# Price of hay per ton in the northeast



## Jdr7510 (Dec 25, 2016)

Just wondering if any hay producers have gotten an increase in price for their 2016 hay, picked up at the farm. Since a majority of western ny and other parts of the northeast were exceptionally dry during the 2016 season, it would seem like there should be a shortage. All of our hay is sold to dealers by the ton and are 50 lb plus bales.


----------



## IH 1586 (Oct 16, 2014)

Right now I am running craigslist ads in the drought areas for the hay I sell. I get a few inquiries but it's to far for most people and I still find they want the cheapest hay they can find. My price is per bale and the same as last year. For being a dry year I noticed there is still plenty of hay for sale.


----------



## PaMike (Dec 7, 2013)

Things aren't too good here as far as demand goes. Dairy guys don't have money...

I am concerned about the future here in this area...more and more dairies are closing up...Dairies are the guys buying the hay and straw...chicken and pig barns are going up...sure they use corn and beans but I suspect that alfalfa market in this area is going to dry up in the next 10 years...


----------



## hillside hay (Feb 4, 2013)

Little demand I had so much this year I was stacking outside under tarps. I still one small outside stack to feed up. I've moved a little,very little, probably going to have carry over for the first time. I am right on the edge of the drought area. To be honest it wasn't so much a drought as not flooded out all summer like the last 8 yrs straight. Thus, everyone has a lot more hay than usual here.


----------



## NewBerlinBaler (May 30, 2011)

Since 2008, I've been recording into a spreadsheet the sell prices at two local weekly hay auctions. There's been no uptick in sell price this year. One auction is located in Snyder County, the other is in Union County. Both counties are now under a Drought Warning.

Labels for object points

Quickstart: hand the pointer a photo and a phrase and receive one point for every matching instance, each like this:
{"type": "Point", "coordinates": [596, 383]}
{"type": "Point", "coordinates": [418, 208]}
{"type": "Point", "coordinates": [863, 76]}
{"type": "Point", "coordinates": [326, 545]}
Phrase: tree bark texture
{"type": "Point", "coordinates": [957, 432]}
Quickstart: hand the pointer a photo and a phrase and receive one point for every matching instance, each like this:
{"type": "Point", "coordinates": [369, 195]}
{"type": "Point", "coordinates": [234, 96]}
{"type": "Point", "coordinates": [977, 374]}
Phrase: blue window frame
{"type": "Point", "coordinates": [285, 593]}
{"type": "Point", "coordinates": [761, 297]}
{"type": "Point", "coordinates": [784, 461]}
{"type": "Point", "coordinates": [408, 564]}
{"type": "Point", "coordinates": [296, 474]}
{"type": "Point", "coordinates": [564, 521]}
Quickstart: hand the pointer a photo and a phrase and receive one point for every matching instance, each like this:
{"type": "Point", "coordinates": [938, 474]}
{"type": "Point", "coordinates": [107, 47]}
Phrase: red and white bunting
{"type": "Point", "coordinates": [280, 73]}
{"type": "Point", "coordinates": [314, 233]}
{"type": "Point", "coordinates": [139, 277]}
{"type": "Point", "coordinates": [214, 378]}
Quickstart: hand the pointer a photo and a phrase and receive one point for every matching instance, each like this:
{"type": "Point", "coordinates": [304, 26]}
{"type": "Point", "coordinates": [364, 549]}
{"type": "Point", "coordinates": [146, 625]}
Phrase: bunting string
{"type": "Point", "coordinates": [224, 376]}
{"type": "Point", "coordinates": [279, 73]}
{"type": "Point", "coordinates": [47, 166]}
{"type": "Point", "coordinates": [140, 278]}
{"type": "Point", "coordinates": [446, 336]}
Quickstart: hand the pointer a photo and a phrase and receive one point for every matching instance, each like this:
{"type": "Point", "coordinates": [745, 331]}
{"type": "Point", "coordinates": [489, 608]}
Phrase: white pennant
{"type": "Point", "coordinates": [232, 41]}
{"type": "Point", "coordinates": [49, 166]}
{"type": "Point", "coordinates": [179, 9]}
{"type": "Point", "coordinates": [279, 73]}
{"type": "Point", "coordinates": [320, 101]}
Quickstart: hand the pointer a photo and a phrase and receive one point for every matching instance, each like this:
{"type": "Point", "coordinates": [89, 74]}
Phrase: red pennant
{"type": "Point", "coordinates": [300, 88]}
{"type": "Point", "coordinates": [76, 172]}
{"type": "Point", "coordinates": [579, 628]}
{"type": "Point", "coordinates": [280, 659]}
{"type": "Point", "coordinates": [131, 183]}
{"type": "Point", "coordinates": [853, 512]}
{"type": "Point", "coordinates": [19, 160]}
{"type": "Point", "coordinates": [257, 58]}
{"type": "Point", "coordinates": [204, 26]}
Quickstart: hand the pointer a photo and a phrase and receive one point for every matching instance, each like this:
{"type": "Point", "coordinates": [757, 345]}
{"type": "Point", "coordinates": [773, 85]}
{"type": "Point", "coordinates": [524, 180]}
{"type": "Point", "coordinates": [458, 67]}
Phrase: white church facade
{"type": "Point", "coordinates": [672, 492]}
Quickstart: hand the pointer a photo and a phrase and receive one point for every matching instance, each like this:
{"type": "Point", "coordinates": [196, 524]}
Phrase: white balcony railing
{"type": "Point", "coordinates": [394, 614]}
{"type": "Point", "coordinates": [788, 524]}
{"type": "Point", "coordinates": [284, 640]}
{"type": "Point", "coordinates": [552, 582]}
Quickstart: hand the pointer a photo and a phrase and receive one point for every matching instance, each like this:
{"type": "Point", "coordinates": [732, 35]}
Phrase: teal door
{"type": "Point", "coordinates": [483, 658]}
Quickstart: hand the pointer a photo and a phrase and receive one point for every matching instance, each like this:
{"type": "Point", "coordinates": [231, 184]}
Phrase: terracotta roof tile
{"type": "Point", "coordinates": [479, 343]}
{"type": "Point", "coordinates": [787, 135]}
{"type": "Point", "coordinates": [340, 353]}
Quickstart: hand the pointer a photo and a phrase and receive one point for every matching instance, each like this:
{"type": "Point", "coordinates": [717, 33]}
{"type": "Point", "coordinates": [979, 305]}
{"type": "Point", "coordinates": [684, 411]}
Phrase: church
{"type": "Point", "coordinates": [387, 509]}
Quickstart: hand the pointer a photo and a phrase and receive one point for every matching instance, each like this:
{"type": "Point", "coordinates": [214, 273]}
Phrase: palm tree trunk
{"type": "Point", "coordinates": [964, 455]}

▶ _Prompt 1_: Check each statement against the hay price thread and answer yes or no, quoting the words that settle it. (a) The hay from the first post is sold to dealers by the ton. (b) The poster running craigslist ads has raised the per-bale price since last year. (c) The weekly auction prices recorded since 2008 have gone up this year.
▶ _Prompt 2_: Reproduce the stretch of the hay price thread from "## Jdr7510 (Dec" through "lb plus bales.".

▶ _Final answer 1_:
(a) Yes: "All of our hay is sold to dealers by the ton and are 50 lb plus bales."
(b) No: "My price is per bale and the same as last year."
(c) No: "There's been no uptick in sell price this year."

▶ _Final answer 2_:
## Jdr7510 (Dec 25, 2016)

Just wondering if any hay producers have gotten an increase in price for their 2016 hay, picked up at the farm. Since a majority of western ny and other parts of the northeast were exceptionally dry during the 2016 season, it would seem like there should be a shortage. All of our hay is sold to dealers by the ton and are 50 lb plus bales.